→ What is needed: Transcribe each record exactly. Include every one.

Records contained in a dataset
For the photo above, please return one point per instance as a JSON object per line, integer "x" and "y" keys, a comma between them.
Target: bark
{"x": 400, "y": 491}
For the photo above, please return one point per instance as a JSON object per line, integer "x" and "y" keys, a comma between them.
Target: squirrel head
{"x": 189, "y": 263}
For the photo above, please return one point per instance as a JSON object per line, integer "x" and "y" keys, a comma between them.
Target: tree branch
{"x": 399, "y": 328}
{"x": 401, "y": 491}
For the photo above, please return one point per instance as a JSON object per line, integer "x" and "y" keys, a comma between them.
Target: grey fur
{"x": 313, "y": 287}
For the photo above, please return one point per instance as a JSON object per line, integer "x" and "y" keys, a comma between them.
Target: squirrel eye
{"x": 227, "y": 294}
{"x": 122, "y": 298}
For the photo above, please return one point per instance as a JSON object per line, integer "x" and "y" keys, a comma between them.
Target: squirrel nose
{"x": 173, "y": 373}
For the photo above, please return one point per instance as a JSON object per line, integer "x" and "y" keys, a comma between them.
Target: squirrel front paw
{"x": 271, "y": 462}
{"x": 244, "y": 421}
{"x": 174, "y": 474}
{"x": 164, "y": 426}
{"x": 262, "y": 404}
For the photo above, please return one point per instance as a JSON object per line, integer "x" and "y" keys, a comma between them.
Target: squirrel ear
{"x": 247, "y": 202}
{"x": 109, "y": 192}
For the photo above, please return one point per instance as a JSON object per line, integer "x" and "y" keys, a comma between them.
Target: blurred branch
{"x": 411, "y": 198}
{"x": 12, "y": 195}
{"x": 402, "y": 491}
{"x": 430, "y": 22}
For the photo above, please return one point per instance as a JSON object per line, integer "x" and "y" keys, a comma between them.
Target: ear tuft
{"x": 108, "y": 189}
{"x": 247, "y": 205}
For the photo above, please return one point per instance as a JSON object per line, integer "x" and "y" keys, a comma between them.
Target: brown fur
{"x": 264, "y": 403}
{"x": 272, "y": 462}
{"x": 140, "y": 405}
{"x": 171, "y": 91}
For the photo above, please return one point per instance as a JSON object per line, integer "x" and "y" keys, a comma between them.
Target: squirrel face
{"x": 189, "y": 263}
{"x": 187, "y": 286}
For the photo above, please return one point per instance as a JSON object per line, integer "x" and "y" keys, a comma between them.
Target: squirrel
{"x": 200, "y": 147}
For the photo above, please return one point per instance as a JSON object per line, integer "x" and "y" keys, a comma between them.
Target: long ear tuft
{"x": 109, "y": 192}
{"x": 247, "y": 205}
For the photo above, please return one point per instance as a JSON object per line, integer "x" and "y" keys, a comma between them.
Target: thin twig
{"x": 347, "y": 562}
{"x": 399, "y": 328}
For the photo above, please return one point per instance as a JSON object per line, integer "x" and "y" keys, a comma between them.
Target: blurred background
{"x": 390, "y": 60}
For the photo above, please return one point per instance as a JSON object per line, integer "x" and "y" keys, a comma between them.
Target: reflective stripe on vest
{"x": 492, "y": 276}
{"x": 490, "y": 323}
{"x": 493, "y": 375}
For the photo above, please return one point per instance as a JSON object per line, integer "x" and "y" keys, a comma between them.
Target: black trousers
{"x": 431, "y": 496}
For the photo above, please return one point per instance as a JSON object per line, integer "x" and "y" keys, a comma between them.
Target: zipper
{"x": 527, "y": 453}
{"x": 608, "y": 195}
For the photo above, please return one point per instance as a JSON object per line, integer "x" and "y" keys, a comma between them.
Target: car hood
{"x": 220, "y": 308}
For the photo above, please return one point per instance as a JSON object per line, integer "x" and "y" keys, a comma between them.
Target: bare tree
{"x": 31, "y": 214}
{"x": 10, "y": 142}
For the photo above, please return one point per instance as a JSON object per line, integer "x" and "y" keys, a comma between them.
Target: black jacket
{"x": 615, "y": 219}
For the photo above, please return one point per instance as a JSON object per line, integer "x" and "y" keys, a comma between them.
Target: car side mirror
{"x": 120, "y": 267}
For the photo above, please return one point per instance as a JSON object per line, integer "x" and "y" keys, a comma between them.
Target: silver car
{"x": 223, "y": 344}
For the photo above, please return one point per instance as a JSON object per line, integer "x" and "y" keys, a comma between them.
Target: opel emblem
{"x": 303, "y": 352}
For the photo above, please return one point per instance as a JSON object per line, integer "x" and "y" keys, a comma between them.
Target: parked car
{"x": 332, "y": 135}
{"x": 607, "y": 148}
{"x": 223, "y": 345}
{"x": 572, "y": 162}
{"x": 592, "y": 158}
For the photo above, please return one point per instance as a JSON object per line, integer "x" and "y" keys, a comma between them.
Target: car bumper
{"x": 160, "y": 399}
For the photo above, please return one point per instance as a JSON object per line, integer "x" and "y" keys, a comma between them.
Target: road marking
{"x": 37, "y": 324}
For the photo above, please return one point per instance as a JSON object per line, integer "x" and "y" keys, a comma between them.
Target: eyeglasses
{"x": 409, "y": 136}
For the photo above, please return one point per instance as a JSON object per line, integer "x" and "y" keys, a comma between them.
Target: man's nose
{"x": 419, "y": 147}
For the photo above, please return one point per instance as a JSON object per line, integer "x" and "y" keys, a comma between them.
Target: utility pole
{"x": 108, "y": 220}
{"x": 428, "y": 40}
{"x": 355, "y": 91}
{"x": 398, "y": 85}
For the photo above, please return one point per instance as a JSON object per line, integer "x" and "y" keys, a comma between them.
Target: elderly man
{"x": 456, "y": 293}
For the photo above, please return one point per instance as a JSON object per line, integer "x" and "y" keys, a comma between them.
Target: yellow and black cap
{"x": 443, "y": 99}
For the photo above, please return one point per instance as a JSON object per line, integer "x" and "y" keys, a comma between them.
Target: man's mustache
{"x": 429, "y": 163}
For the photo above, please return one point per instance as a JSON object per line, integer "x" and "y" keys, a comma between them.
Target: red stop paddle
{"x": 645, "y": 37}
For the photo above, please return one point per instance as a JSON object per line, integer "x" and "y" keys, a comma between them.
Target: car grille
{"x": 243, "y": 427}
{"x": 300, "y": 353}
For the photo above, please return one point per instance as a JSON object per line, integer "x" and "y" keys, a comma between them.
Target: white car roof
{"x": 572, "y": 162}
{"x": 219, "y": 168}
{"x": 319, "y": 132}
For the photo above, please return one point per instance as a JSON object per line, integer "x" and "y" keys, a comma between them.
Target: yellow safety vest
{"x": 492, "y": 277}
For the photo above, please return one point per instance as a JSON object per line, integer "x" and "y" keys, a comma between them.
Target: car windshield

→ Result for this exercise:
For the photo above, please return one point per instance as a JSON object per line, integer "x" and "y" keys, a comma between them.
Target: bark
{"x": 400, "y": 491}
For the photo above, please return one point per instance as a JSON object per line, integer "x" and "y" keys, a comma between them.
Target: squirrel head
{"x": 189, "y": 263}
For the photo above, please return one point per instance as a JSON object per line, integer "x" and "y" keys, a comma between them.
Target: tree branch
{"x": 399, "y": 328}
{"x": 401, "y": 491}
For the photo above, please return one point per instance as a JSON object per line, integer "x" and "y" keys, a comma between them.
Target: grey fur
{"x": 313, "y": 287}
For the photo above, please return one point per instance as a JSON object per line, integer "x" and "y" keys, a comma between them.
Target: squirrel eye
{"x": 227, "y": 294}
{"x": 122, "y": 298}
For the photo above, please return one point per instance as a JSON object per line, integer "x" and "y" keys, a comma between them.
Target: squirrel nose
{"x": 173, "y": 373}
For the photo above, please return one point per instance as a JSON object per line, integer "x" and "y" keys, a comma between them.
Target: squirrel front paw
{"x": 271, "y": 462}
{"x": 244, "y": 421}
{"x": 174, "y": 474}
{"x": 164, "y": 426}
{"x": 262, "y": 404}
For the photo above, please return one point per instance as a JSON object per line, integer "x" and "y" keys, a comma between them.
Target: squirrel ear
{"x": 247, "y": 202}
{"x": 109, "y": 192}
For the photo above, please return one point per instance as a JSON object per line, integer "x" and "y" keys, a comma between them.
Target: blurred branch
{"x": 411, "y": 198}
{"x": 12, "y": 195}
{"x": 402, "y": 491}
{"x": 430, "y": 22}
For the photo above, please return one point per instance as a JSON object per line, integer "x" and "y" keys, a comma between them.
Target: ear tuft
{"x": 108, "y": 189}
{"x": 247, "y": 205}
For the photo above, please return one point per instance as a JSON object per line, integer "x" and "y" keys, a comma between them.
Target: brown fur
{"x": 264, "y": 403}
{"x": 272, "y": 462}
{"x": 140, "y": 405}
{"x": 171, "y": 91}
For the photo above, please return one point per instance as a JSON object per line, integer "x" and "y" keys, a comma between them.
Target: squirrel face
{"x": 189, "y": 263}
{"x": 187, "y": 286}
For the photo above, please return one point per instance as a JSON object per line, integer "x" and "y" keys, a comma between them.
Target: squirrel
{"x": 200, "y": 147}
For the photo above, please return one point per instance as a JSON object per line, integer "x" and "y" keys, a comma between them.
Target: long ear tuft
{"x": 109, "y": 192}
{"x": 247, "y": 205}
For the photo above, please return one point per instance as a JSON object per line, integer "x" and "y" keys, a comma between them.
Target: thin twig
{"x": 347, "y": 562}
{"x": 399, "y": 328}
For the photo above, please return one point per instance as a JSON object per line, integer "x" and "y" keys, a comma between them.
Target: blurred background
{"x": 390, "y": 60}
For the photo above, please return one point per instance as a JSON object per line, integer "x" and "y" keys, a comma between them.
Target: reflective stripe on vest
{"x": 492, "y": 276}
{"x": 490, "y": 323}
{"x": 493, "y": 375}
For the photo above, please return one point per instance as a JSON object per line, integer "x" and "y" keys, a comma between them.
Target: black trousers
{"x": 431, "y": 496}
For the photo above, please return one point per instance as a JSON object per line, integer "x" and "y" keys, a comma between them.
Target: zipper
{"x": 527, "y": 453}
{"x": 608, "y": 195}
For the photo above, please return one point per instance as a JSON object per line, integer "x" and "y" keys, a comma between them.
Target: car hood
{"x": 220, "y": 308}
For the photo above, please return one point per instance as a JSON object per line, integer "x" and "y" keys, a comma between them.
Target: bare tree
{"x": 31, "y": 214}
{"x": 10, "y": 142}
For the photo above, please return one point per instance as a JSON object per line, integer "x" and "y" keys, a comma between them.
Target: black jacket
{"x": 615, "y": 219}
For the photo above, please return one point per instance as a JSON object per line, integer "x" and "y" keys, a comma between them.
Target: car side mirror
{"x": 120, "y": 267}
For the photo above, please return one point per instance as a JSON object per line, integer "x" and "y" keys, a comma between them.
Target: silver car
{"x": 223, "y": 344}
For the photo above, please return one point per instance as a JSON object per line, integer "x" and "y" keys, a comma between them.
Target: opel emblem
{"x": 303, "y": 352}
For the photo above, please return one point per instance as a JSON object per line, integer "x" and "y" keys, a comma between them.
Target: parked car
{"x": 332, "y": 135}
{"x": 607, "y": 148}
{"x": 223, "y": 345}
{"x": 572, "y": 162}
{"x": 592, "y": 158}
For the photo above, please return one point per instance as a JSON object per line, integer "x" and "y" keys, a comma between them.
Target: car bumper
{"x": 160, "y": 399}
For the photo above, please return one point per instance as a JSON object per line, integer "x" and "y" keys, a comma between them.
Target: road marking
{"x": 37, "y": 324}
For the photo above, please return one point per instance as a JSON object per line, integer "x" and "y" keys, a comma between them.
Target: eyeglasses
{"x": 409, "y": 136}
For the photo above, please return one point per instance as a JSON object per line, integer "x" and "y" keys, a comma between them.
Target: man's nose
{"x": 419, "y": 147}
For the photo above, please return one point per instance as a JSON object per line, integer "x" and "y" keys, a comma between them.
Target: utility pole
{"x": 108, "y": 220}
{"x": 428, "y": 40}
{"x": 355, "y": 91}
{"x": 398, "y": 85}
For the photo above, please return one point per instance as a JSON object per line, integer "x" and "y" keys, a comma between them.
Target: elderly man
{"x": 456, "y": 293}
For the photo above, please return one point per instance as a JSON object per line, integer "x" and "y" keys, a comma between them.
Target: yellow and black cap
{"x": 443, "y": 99}
For the photo above, please return one point per instance as a JSON object per line, integer "x" and "y" keys, a comma between them.
Target: man's mustache
{"x": 429, "y": 163}
For the photo above, please return one point per instance as a JSON object per line, integer "x" and "y" keys, a comma between them.
Target: red stop paddle
{"x": 645, "y": 37}
For the photo above, please return one point per instance as a JSON object per line, integer "x" and "y" keys, a comma between them.
Target: car grille
{"x": 243, "y": 427}
{"x": 300, "y": 353}
For the photo above, please return one point per instance as a JSON object per line, integer "x" and "y" keys, a comma between them.
Target: white car roof
{"x": 572, "y": 162}
{"x": 219, "y": 168}
{"x": 319, "y": 132}
For the photo above, please return one point per instance as a JSON object per line, integer "x" and "y" keys, a comma between them.
Target: yellow safety vest
{"x": 492, "y": 277}
For the photo above, please return one point per instance as a JSON object per line, integer "x" and "y" keys, a comma between them.
Target: car windshield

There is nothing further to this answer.